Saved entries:
☆ ☆ ☆ ☆ ☆

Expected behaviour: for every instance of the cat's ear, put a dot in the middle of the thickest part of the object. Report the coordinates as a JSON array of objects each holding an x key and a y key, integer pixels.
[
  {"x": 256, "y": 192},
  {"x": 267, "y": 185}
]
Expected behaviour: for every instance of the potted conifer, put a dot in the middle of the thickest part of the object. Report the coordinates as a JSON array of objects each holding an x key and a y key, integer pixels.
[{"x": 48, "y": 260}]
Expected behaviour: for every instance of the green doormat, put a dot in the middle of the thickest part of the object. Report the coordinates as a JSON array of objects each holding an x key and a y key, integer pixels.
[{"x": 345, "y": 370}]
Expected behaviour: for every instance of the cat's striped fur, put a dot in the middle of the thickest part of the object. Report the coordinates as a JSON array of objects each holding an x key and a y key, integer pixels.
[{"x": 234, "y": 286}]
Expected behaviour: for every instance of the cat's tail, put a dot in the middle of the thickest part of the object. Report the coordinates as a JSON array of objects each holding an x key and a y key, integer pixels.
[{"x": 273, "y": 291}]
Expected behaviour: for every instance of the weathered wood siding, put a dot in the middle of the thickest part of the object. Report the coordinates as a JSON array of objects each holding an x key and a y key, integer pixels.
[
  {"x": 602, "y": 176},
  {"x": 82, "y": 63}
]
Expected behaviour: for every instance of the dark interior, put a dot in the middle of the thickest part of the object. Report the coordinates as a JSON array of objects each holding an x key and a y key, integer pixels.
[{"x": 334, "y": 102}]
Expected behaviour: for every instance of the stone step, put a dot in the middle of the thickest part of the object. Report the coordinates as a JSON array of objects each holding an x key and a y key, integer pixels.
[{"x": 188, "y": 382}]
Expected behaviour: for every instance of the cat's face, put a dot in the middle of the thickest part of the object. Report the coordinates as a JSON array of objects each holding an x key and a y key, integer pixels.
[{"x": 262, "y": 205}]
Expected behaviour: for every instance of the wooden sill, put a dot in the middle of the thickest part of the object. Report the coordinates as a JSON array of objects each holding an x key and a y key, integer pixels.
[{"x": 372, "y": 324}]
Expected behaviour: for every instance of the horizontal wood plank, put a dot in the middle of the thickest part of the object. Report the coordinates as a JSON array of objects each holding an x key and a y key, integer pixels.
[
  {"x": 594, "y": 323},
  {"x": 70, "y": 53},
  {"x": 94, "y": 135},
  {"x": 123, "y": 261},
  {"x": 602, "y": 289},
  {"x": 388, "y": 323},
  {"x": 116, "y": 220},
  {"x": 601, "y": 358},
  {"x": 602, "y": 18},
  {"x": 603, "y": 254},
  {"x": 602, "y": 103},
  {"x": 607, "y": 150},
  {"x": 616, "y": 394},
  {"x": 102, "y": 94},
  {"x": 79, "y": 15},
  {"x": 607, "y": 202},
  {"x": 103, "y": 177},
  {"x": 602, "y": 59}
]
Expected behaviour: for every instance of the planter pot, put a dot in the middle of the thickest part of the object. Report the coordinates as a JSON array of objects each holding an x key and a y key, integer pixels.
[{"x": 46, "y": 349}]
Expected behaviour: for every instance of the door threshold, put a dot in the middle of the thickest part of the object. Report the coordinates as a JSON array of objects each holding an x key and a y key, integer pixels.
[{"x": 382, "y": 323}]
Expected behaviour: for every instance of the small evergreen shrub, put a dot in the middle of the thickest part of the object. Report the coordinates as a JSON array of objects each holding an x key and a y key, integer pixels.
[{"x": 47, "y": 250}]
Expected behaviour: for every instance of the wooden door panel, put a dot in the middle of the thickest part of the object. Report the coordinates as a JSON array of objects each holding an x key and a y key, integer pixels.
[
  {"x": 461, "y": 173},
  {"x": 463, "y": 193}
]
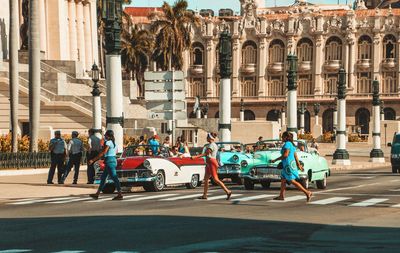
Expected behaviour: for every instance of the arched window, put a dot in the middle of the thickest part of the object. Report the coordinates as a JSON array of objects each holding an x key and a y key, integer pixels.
[
  {"x": 197, "y": 54},
  {"x": 362, "y": 120},
  {"x": 389, "y": 46},
  {"x": 273, "y": 115},
  {"x": 249, "y": 115},
  {"x": 364, "y": 47},
  {"x": 333, "y": 49},
  {"x": 327, "y": 120},
  {"x": 390, "y": 114},
  {"x": 249, "y": 52},
  {"x": 305, "y": 50},
  {"x": 276, "y": 51}
]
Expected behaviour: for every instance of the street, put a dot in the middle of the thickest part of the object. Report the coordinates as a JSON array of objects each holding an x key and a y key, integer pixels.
[{"x": 358, "y": 210}]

☆ ☆ ☆ ☆ ☆

■ **What to produce**: Give an exact copy of the line containing "Expected behaviour: for every instance of the wooden door" and every line after it through the end of the entries. Pictures are to be dropped.

■ **Exercise output**:
Expected behaviour: for every instance of the wooden door panel, put a dot in the middle of the thickest part of the object. Report the coordinates as a JSON array of objects each holding an x key and a y key, integer pixels.
[
  {"x": 461, "y": 173},
  {"x": 463, "y": 193}
]
Expected behaviour: for every instance of the arched window, put a dot in the middle of the thickest part of the object. Report the coordinates as a JSON array of objects each holding an x key and a y key, integer pixels.
[
  {"x": 197, "y": 54},
  {"x": 362, "y": 120},
  {"x": 389, "y": 46},
  {"x": 273, "y": 115},
  {"x": 249, "y": 115},
  {"x": 364, "y": 47},
  {"x": 333, "y": 49},
  {"x": 327, "y": 120},
  {"x": 390, "y": 114},
  {"x": 249, "y": 52},
  {"x": 305, "y": 50},
  {"x": 276, "y": 51}
]
Expected behaviour: for every instance of the street, put a dot in the middle of the thickest part of the object. Report the coordinates as a JSON array of objects each holding an x key and a y key, integer pixels.
[{"x": 358, "y": 210}]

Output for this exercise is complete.